(Your objective)
Copy out all of the items below verbatim, keeping every line unchanged and in its original order.

Rows from an object pointing dataset
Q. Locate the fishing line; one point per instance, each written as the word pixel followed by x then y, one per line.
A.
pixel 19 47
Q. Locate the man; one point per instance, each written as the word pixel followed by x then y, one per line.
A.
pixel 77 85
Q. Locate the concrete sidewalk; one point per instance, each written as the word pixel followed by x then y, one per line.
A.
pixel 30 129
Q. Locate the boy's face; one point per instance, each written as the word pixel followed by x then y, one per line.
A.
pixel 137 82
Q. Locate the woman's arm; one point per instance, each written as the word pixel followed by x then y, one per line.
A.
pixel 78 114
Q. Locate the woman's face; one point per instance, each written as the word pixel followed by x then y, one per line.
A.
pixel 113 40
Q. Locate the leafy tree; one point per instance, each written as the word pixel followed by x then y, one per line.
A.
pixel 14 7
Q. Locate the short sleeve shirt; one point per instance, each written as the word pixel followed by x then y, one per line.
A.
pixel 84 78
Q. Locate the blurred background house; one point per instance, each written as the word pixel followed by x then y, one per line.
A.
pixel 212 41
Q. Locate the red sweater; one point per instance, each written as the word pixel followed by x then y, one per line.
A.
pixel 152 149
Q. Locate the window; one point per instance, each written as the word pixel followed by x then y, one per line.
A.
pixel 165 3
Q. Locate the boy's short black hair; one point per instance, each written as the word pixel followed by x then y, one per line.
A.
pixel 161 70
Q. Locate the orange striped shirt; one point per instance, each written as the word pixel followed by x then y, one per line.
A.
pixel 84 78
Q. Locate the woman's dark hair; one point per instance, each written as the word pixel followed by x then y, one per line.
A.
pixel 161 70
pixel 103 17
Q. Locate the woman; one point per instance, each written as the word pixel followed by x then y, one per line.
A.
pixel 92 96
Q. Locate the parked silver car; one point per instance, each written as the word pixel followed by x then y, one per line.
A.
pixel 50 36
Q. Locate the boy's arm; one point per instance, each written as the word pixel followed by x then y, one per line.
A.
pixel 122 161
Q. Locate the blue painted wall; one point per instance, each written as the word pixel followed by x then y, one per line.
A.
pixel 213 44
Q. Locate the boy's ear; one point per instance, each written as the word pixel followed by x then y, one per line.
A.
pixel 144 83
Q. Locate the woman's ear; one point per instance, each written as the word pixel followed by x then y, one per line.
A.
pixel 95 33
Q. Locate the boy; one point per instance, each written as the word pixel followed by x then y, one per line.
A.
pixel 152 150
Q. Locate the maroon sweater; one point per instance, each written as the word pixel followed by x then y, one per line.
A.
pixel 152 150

(Exercise solution)
Q. Locate the fishing line; one point per instance, each written as the word pixel followed by x then y, one per line.
A.
pixel 19 47
Q. Locate the man; one point per instance, each written as the word pixel followed by x then y, one per line.
A.
pixel 77 85
Q. Locate the concrete sidewalk; one point per instance, each written as the word pixel followed by x then y, one per line.
A.
pixel 30 129
Q. Locate the boy's face; one point per instance, each written as the word pixel followed by x then y, one per line.
A.
pixel 137 82
Q. Locate the woman's arm; one point per instance, each written as the word pixel followed by x then y, one per line.
A.
pixel 78 114
Q. Locate the woman's face; one point per instance, each written as the word pixel followed by x then y, one per line.
A.
pixel 113 40
Q. Locate the leafy tree; one point per instance, each written as the word pixel followed by x then y, one per line.
A.
pixel 14 7
Q. Locate the short sleeve shirt; one point per instance, each written as the word pixel followed by x then y, one per line.
A.
pixel 84 78
Q. Locate the blurred background house; one point per instance, each written as the word pixel followed by x then y, one per line.
A.
pixel 212 41
Q. Locate the red sweater; one point per instance, each written as the word pixel followed by x then y, one per line.
A.
pixel 152 149
Q. Locate the window; one point per instance, each written as the word pixel followed by x then y, one per line.
A.
pixel 165 3
Q. Locate the boy's short black hair; one point per instance, each written as the word pixel followed by x then y, one per line.
A.
pixel 161 70
Q. Locate the orange striped shirt; one point per instance, each written as the word pixel followed by x then y, one per line.
A.
pixel 84 78
Q. Locate the woman's dark hair; one point per instance, each written as the word pixel followed by x then y, one per line.
A.
pixel 161 70
pixel 103 17
Q. Locate the woman; one point per instance, each written as the word pixel followed by x then y, one per line.
A.
pixel 92 96
Q. Locate the parked silver car; one point per instance, each written as the word pixel followed by x then y, one per line.
A.
pixel 50 36
Q. Locate the boy's arm; one point per instance, each written as the word pixel followed by x then y, one per line.
A.
pixel 122 161
Q. Locate the blue painted wall; one point per instance, each written as the word pixel followed by x then y, one per line.
A.
pixel 213 44
Q. Locate the boy's ear; one point per instance, each written as the word pixel followed by x then y, one per line.
A.
pixel 144 83
Q. Locate the woman's ear; one point per instance, each written as the word pixel followed by x then y, one per line.
A.
pixel 95 33
Q. Locate the boy; one point per instance, each written as the word pixel followed by x then y, one per line.
A.
pixel 152 150
Q. Locate the maroon sweater; one point per instance, each written as the word pixel followed by x then y, one per line.
A.
pixel 152 150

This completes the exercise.